Спросил себя: «Проехал Латвию ль?
Иль, может быть, уже Литва?»
И здесь, зубами переляскав
В немом неведеньи ответа,
Я видел танец перелесков
На мертвом отраженьи лета.
Подумал: «Как душа тонка у нас!
Иглой песков ее не вытравить.
Просплю углом рассвета Каунас,
Оставив пеликанам ветра вид»...


— Высший класс. Книгу возьму у тебя почитать... А возвращаясь к внешнему сюжету, — как же ты выбрался из Риги и чем завершил эту “экскурсию”?



— У меня была по тем временам самая модная вещь в СССР — плащ-болонья. Да-да, у меня был такой — присланный мне из Италии — плащ темно-шоколадного цвета. Я его продал на рижской барахолке.



— Почем?
______
ЗАДАНИЕ: Какого цвета был присланный из Италии плащ-болонья, о котором говорится в показанном тексте?

Часть файла данных:
______
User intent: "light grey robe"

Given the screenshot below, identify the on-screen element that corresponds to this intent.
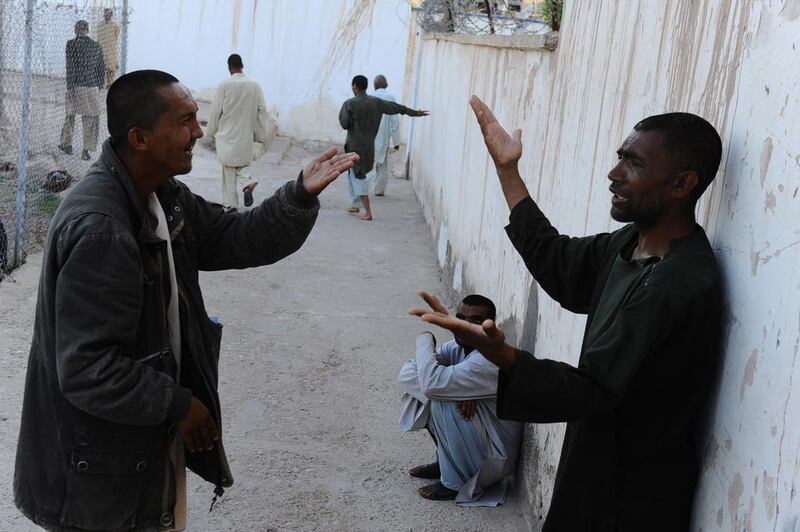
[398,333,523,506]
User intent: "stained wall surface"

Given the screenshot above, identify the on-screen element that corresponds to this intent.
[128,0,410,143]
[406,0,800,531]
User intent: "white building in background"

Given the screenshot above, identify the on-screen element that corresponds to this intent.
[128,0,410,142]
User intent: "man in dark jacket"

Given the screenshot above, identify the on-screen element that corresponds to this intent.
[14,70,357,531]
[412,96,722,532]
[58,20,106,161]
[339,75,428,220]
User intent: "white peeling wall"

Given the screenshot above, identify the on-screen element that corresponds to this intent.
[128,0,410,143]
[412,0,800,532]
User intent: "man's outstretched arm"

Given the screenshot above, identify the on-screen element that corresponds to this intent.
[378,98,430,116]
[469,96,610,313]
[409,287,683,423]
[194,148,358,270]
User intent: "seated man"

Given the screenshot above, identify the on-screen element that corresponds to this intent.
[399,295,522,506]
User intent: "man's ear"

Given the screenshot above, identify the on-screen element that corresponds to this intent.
______
ОТВЕТ: Плащ был темно-шоколадного цвета.